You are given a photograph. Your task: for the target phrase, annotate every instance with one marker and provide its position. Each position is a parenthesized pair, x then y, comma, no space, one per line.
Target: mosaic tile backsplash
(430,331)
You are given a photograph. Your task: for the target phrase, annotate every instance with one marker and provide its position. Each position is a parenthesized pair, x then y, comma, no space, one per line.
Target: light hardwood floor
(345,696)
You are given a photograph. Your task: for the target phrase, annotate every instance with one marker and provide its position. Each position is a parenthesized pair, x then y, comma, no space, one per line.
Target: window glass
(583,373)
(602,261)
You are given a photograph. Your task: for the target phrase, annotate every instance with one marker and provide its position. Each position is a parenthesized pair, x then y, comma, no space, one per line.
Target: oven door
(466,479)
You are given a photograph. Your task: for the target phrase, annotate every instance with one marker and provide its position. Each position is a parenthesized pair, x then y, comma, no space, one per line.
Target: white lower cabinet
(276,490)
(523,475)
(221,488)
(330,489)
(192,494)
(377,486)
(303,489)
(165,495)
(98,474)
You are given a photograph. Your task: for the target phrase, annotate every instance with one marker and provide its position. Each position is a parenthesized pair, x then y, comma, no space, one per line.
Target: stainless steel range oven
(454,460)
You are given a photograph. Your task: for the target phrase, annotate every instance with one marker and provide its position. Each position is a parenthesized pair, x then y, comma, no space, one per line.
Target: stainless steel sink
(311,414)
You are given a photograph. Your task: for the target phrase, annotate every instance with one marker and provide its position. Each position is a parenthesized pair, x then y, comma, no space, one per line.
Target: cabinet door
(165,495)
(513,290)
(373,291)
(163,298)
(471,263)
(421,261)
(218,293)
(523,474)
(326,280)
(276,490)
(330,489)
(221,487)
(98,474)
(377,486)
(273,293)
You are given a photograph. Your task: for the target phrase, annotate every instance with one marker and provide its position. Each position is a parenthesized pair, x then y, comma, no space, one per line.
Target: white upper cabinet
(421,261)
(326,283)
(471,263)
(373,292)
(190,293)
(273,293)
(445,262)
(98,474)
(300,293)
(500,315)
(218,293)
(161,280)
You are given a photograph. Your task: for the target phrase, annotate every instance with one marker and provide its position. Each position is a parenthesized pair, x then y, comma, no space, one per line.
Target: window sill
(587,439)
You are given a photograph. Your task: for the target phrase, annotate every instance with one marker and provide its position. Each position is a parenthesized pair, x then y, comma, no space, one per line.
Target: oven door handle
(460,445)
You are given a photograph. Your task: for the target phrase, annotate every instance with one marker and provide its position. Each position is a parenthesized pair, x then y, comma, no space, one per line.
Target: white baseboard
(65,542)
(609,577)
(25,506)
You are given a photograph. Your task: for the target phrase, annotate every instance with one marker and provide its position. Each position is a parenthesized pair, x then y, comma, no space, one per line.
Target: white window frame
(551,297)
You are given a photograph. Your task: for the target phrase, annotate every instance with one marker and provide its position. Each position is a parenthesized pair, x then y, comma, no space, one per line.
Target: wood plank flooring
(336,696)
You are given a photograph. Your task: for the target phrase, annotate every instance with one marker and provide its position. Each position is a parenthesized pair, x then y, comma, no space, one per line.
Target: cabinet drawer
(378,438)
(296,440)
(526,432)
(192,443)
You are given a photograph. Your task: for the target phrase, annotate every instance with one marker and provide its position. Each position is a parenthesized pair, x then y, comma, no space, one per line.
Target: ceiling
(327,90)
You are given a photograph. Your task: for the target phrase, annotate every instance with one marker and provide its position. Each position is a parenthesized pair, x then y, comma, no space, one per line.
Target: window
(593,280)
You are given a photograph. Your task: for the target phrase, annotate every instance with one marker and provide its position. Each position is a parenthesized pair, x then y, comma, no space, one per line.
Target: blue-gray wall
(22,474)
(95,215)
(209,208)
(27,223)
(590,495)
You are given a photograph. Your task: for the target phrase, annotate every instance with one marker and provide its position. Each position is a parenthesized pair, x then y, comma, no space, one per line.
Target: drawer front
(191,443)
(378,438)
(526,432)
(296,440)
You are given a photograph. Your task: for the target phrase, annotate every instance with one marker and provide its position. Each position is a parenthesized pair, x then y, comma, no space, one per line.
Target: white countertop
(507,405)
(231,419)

--

(PROBLEM DETAILS): This exercise requires the entries above to be restated exactly.

(ANSWER SPACE):
You are given a photograph. Your task: for the target phrase, annotate every instance with one marker and provide its position. Each position is a parenthesized pair, x then y, comma, no space, one per line.
Target: mosaic tile backsplash
(430,331)
You are given a photograph. Your task: for the target phrase, annotate every instance with one marker and provide its position. Each position is a parenthesized pair, x then y, comma, no space, one per line.
Target: light hardwood floor
(345,696)
You are given a photograph. Your task: for the target phrase, annotate every instance with one marker and provide its position. Each position is a parenthesized pair, x then y, comma, no space, one per line.
Target: window glass
(583,373)
(602,261)
You are given a photograph. Your task: for the target phrase, annotate every instance with one marker and provide its position. Each position is a parenthesized pair, x then y, comma, no space, one per line.
Target: oven door
(466,479)
You are given a photograph. Your task: for the target phrase, annotate every instance with one marker and provide its position. Each position is a parenthesized pair, x then y, comma, no space, one per line.
Target: white lower cabinet
(276,490)
(523,475)
(221,488)
(330,489)
(192,494)
(377,486)
(303,489)
(165,495)
(98,474)
You are given a photograph. Your task: for the target phrase, annotate every instance with one marker and provide its position. Each position is a parenthesized pair, x then y, comma, no space, one per line.
Target: stainless steel range oven
(454,460)
You are given a photograph. Your task: for the target phrase, annotate every instance with one marker and provide its position. Each position is a parenthesized pair, x then y, comma, no space, one per line.
Target: stainless steel sink
(311,414)
You are given a photograph. Your task: for the target phrase, annotate every instance with one marker and provide its position. Each position is a parenthesized pair, x then y, comma, no space, one per line.
Target: cabinet door
(165,495)
(513,290)
(373,291)
(163,298)
(471,263)
(421,261)
(218,293)
(523,474)
(326,280)
(276,490)
(330,489)
(221,487)
(98,474)
(377,486)
(273,293)
You are given a photograph. Your task: for the target phrase, annotate every instance with one marker and provide its position. Each position is a parenthesized pair, x then y, comma, no space, one per line.
Target: white upper cabinet
(421,261)
(326,283)
(471,263)
(373,292)
(190,293)
(273,293)
(445,262)
(98,474)
(300,293)
(500,315)
(218,293)
(161,280)
You are given a photograph. Your task: for the target phrase, annotate every instance with one marker and provide its position. Each position is a parenthesized pair, x then y, comma, no space, one per line.
Target: window sill
(587,439)
You are given a photograph. Your task: for the target phrase, annotate every instance with one marker and provide its position. Each position is a parenthesized pair, x then y, comma, no space, one per line.
Target: oven door handle
(460,445)
You are given a photograph. Your task: for the target phrase, annotate every instance with one marker and provide its position. Each position is a parenthesized pair, x then y, comma, no space, one per line.
Target: white baseboard
(65,542)
(609,577)
(25,506)
You are given a photograph. Your task: for the target phrase, annotate every instance with one marker and provide its position. Each position is a parenthesized pair, x then y, comma, no space, one per line.
Target: white window frame
(551,297)
You are given a photograph. Your task: for the target phrase, annotate every instance with one marker and provide its position. Each position is a parenthesized pair, x then y, comma, no space, one per line.
Target: wood plank flooring
(336,696)
You are given a photograph. Your task: for the target phrase, annotate every instance with one marker and provide its position. Each position is a parenthesized pair, x then y, comma, no space, one per line.
Target: cabinet drawer
(378,438)
(296,440)
(526,432)
(192,443)
You are given a photograph. Your task: for the target phrase, annotate every instance with one marker and provide its position. Each position is a parenthesized pair, x then y, comma, no space, one per line.
Target: ceiling
(327,90)
You are given a photograph. Your task: for the target phrase, annotate every instance with one marker and provide its position. Each position is a parenthesized pair, x then y, comma, no space, one per line.
Target: window
(593,280)
You are given a photograph. Your task: for the target phrase, annotate every instance with one marker and provide its position. Each position is a parenthesized pair, x then y, comma, no space, one per line.
Target: blue-gray wall
(22,474)
(95,215)
(209,208)
(27,223)
(590,495)
You are given a photograph. Your task: for the target phrase, annotate every instance with one marker and provide its position. Each position is a parenthesized pair, x then y, comma, no space, one per line.
Target: drawer front
(191,443)
(378,438)
(526,432)
(296,440)
You are given a photograph. Your task: for the target phrase, annotate every instance with one marker and provide its position. Each position is a parenthesized pair, x then y, comma, no space, one per line.
Target: white countertop
(507,405)
(231,419)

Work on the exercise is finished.